Given task: Rewrite the listing below, putting "occurrence" in place of every "instance" and changing nothing else.

>> Begin

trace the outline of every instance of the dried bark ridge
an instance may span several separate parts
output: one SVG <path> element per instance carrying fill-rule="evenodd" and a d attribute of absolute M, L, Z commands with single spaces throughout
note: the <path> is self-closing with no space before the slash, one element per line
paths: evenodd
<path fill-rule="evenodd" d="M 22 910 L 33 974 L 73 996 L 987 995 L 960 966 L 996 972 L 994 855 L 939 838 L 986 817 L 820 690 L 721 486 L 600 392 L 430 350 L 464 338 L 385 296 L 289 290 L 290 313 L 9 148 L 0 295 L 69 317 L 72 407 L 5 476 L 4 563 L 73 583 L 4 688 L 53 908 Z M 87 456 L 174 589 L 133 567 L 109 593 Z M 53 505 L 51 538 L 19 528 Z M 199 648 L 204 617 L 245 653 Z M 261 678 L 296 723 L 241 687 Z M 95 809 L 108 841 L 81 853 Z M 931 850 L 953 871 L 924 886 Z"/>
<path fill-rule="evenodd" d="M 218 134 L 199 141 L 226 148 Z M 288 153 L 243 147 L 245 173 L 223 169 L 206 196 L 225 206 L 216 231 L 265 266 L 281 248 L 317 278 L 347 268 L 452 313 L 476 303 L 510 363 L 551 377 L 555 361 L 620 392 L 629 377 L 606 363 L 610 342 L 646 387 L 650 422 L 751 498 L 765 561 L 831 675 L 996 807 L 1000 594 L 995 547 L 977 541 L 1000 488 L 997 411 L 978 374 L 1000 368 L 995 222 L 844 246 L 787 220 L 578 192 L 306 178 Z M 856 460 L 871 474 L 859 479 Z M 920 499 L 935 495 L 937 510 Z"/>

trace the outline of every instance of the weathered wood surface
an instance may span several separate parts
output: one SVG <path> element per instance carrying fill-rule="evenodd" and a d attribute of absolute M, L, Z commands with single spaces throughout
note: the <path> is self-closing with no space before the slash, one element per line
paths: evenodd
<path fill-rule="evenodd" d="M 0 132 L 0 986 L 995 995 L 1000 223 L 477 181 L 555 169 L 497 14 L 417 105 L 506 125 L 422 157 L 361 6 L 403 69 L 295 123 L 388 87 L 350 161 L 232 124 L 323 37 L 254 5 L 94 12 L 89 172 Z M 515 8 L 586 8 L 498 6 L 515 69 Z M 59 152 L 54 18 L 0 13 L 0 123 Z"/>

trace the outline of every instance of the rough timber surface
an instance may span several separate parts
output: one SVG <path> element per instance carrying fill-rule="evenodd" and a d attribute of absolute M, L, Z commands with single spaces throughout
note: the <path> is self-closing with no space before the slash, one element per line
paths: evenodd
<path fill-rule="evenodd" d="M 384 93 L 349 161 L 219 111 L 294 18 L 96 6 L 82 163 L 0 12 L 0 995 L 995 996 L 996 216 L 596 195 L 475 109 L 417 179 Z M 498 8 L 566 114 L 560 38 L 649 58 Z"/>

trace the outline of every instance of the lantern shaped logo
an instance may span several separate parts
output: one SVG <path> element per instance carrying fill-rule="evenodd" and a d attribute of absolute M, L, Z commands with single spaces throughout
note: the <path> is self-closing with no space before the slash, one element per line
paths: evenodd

>> End

Full response:
trace the outline of every occurrence of the dried bark ridge
an occurrence may span several separate parts
output: one SVG <path> element per occurrence carrying fill-rule="evenodd" and a d attribute of absolute M, L, Z commands with single spaces throughout
note: the <path> is self-closing with no space before the slash, one element per line
paths: evenodd
<path fill-rule="evenodd" d="M 22 910 L 33 974 L 73 996 L 987 995 L 960 966 L 996 972 L 994 855 L 939 838 L 986 817 L 820 690 L 721 486 L 600 392 L 430 350 L 464 338 L 385 296 L 289 290 L 290 313 L 9 148 L 0 295 L 69 317 L 72 407 L 5 476 L 4 563 L 73 583 L 4 688 L 53 908 Z M 87 456 L 174 589 L 133 567 L 109 593 Z M 53 505 L 51 538 L 19 528 Z M 199 648 L 204 617 L 245 653 Z M 261 678 L 296 723 L 241 687 Z M 95 809 L 108 841 L 81 853 Z M 931 850 L 953 871 L 924 886 Z"/>
<path fill-rule="evenodd" d="M 218 134 L 199 141 L 226 148 Z M 288 153 L 243 147 L 245 173 L 223 169 L 206 196 L 225 206 L 216 231 L 265 266 L 281 248 L 317 278 L 347 268 L 452 313 L 476 303 L 510 363 L 551 377 L 555 361 L 620 392 L 629 377 L 606 363 L 610 342 L 646 387 L 650 422 L 751 498 L 765 561 L 831 675 L 996 807 L 1000 594 L 995 547 L 977 541 L 1000 488 L 997 411 L 978 374 L 1000 368 L 995 222 L 844 246 L 787 220 L 578 192 L 306 178 Z M 856 460 L 871 474 L 859 479 Z M 920 499 L 935 495 L 937 510 Z"/>

trace the outline of every occurrence of the weathered wood surface
an occurrence may span several separate parts
output: one SVG <path> element per occurrence carrying fill-rule="evenodd" and a d attribute of absolute M, L, Z commands with single spaces throughout
note: the <path> is self-closing with no space before the slash, one element per line
paths: evenodd
<path fill-rule="evenodd" d="M 0 132 L 0 986 L 995 995 L 1000 223 L 477 181 L 555 169 L 497 14 L 417 105 L 506 125 L 422 157 L 361 6 L 403 69 L 295 123 L 388 87 L 350 161 L 232 124 L 323 37 L 254 5 L 94 12 L 89 172 Z M 515 8 L 586 8 L 498 6 L 515 69 Z M 59 152 L 54 18 L 0 13 L 0 123 Z"/>

trace the outline of every occurrence of the rough timber surface
an occurrence may span several separate parts
output: one SVG <path> element per occurrence carrying fill-rule="evenodd" and a d attribute of absolute M, L, Z commands with single spaces throughout
note: the <path> is self-closing with no space before the slash, one element per line
paths: evenodd
<path fill-rule="evenodd" d="M 384 93 L 349 161 L 219 111 L 294 18 L 96 6 L 82 163 L 0 12 L 0 995 L 995 996 L 996 216 L 596 195 L 475 109 L 417 179 Z M 498 8 L 566 114 L 560 38 L 649 58 Z"/>

trace the outline of every occurrence of the lantern shaped logo
an occurrence may span several separate parts
output: one SVG <path> element per occurrence carrying fill-rule="evenodd" and a d attribute of absolute M, L, Z commands with single spaces throughout
note: the <path> is self-closing with no space before the slash, one element per line
paths: evenodd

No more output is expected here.